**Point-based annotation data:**
========
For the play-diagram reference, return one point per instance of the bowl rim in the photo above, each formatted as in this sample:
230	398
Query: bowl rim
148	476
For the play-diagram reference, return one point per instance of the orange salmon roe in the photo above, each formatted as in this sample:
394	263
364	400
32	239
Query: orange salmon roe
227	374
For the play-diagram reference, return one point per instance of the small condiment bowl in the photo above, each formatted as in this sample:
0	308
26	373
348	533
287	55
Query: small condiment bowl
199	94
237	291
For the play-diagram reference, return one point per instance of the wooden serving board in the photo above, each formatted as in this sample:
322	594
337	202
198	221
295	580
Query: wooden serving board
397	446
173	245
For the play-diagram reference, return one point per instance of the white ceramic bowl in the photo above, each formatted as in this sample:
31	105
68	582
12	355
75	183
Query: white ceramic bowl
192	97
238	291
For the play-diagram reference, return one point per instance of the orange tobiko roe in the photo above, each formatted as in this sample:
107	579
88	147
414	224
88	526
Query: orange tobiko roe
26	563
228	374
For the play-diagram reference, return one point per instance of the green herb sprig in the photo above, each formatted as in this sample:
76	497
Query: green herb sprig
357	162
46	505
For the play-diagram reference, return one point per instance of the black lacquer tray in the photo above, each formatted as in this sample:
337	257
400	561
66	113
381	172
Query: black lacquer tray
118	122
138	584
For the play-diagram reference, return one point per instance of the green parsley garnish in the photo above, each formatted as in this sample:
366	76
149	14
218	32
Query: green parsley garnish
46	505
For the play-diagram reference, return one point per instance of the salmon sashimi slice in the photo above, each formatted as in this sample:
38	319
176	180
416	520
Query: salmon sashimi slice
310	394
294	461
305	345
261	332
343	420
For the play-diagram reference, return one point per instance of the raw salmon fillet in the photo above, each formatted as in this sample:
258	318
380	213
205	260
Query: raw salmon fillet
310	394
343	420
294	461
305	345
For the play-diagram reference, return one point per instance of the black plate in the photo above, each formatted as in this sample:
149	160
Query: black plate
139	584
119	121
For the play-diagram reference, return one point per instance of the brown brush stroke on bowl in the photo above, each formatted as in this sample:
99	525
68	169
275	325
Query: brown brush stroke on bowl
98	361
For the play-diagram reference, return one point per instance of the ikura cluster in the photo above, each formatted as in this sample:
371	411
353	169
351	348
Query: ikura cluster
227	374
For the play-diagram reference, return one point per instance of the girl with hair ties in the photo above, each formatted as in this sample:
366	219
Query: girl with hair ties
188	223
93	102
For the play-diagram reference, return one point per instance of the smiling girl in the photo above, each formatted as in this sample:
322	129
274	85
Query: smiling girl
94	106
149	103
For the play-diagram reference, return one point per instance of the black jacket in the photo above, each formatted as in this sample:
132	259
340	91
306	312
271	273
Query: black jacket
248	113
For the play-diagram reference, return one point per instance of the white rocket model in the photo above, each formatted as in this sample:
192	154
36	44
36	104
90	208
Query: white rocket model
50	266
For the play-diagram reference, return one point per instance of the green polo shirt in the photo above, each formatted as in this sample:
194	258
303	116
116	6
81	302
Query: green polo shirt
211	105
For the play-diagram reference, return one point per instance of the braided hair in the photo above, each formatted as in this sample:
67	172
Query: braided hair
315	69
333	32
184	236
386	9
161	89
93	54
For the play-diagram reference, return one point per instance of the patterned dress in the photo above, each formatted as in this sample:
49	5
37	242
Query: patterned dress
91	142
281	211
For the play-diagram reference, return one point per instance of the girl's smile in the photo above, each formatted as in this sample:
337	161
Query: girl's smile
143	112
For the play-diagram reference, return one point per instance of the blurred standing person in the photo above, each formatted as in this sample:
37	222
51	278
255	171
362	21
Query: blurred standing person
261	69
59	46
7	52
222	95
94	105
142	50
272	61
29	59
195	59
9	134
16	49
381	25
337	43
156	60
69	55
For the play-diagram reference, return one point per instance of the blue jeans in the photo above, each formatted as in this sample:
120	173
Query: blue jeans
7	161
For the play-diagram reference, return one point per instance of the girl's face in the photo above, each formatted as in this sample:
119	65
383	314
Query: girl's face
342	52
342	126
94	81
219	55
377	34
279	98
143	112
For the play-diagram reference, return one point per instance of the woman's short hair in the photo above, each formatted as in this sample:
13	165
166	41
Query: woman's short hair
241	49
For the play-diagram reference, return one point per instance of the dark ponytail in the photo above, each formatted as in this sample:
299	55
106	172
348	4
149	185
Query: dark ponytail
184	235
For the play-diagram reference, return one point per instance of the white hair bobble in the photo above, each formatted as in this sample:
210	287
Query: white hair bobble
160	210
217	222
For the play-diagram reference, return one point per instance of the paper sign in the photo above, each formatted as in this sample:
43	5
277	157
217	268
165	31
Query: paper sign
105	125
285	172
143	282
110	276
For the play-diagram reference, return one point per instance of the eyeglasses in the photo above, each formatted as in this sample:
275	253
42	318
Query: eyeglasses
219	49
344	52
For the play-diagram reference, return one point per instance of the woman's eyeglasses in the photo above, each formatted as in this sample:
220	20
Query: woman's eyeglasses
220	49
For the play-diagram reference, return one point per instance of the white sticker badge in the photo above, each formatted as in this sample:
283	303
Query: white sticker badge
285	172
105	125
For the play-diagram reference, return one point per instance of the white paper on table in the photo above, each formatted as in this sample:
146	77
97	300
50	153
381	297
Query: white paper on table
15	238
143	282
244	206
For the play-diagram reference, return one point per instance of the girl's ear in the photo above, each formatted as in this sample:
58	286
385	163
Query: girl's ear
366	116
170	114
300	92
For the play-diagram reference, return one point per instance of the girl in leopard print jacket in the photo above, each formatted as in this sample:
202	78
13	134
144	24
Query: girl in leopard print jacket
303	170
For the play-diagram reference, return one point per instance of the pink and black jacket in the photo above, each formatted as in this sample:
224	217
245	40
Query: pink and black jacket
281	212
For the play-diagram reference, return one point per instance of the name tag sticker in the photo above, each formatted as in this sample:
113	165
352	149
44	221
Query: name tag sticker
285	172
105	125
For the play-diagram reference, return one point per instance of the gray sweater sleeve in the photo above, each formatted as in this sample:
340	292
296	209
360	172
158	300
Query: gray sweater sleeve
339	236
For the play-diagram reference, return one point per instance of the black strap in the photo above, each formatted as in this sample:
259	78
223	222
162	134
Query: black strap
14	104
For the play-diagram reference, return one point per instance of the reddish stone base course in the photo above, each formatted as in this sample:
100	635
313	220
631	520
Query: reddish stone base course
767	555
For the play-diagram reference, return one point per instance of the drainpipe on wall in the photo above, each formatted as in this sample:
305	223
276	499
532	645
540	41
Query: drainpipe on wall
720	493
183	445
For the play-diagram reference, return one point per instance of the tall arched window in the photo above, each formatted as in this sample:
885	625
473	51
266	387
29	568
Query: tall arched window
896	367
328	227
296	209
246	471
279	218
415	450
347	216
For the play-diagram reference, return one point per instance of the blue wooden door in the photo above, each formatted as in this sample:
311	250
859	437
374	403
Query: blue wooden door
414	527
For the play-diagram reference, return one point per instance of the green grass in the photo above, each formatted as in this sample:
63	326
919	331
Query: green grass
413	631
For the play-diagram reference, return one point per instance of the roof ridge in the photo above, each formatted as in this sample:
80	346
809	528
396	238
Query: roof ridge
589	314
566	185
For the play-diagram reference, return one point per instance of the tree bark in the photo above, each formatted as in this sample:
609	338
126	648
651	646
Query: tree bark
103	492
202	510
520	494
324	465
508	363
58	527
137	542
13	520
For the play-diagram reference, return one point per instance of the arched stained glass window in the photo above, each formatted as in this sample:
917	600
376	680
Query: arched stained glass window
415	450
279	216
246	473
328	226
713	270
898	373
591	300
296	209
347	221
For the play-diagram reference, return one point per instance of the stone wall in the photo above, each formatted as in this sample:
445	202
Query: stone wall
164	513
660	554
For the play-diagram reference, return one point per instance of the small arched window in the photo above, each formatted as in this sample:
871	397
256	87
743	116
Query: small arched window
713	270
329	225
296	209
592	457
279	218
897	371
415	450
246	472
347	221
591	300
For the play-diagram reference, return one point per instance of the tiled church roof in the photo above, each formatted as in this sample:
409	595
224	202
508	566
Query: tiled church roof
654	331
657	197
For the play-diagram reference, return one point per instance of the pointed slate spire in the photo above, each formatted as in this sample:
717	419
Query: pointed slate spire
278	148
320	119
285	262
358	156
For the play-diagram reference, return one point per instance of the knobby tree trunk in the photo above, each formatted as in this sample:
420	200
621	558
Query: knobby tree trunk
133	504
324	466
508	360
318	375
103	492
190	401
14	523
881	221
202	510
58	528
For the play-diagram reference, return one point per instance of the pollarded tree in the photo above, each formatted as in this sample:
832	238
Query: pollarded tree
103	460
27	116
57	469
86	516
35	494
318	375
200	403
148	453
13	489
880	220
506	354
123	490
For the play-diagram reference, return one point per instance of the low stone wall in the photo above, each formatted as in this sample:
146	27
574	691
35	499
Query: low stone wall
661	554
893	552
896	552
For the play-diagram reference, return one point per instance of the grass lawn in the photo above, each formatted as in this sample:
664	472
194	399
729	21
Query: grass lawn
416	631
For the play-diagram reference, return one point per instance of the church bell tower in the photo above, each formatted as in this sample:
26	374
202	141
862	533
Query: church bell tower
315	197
========
**Exercise instructions:** Take the lines above from the one holding "of the knobby" to the last and output them exactly.

**Problem solution:**
For the play-diagram reference, return one point per instance of the knobby tree trunk in the photo above, each formatted as in this sample:
420	200
621	558
Query: knobby tree trunk
133	504
324	466
508	360
318	375
103	492
190	401
14	523
881	221
202	510
58	528
For the play-diagram reference, return one point per instance of the pollarded tree in the photo above, each formatted as in this sample:
832	238
Query: pollarded tree
103	460
27	116
57	469
86	516
35	494
318	375
200	403
148	453
13	489
880	220
506	354
123	490
For the play-diagram reference, return one point per instance of the low stone wall in the photo above, each formatted as in this sample:
146	27
574	691
35	499
Query: low stone wall
661	554
893	552
896	552
For the play-diagram reference, return one point per instance of the grass lawn in the photo above, each formatted as in this sample:
664	472
194	399
729	21
Query: grass lawn
416	631
For the play-diagram reference, return one point per instance of the church bell tower in the photo above, each formatted as in this sample:
26	374
202	141
862	533
Query: church bell tower
315	197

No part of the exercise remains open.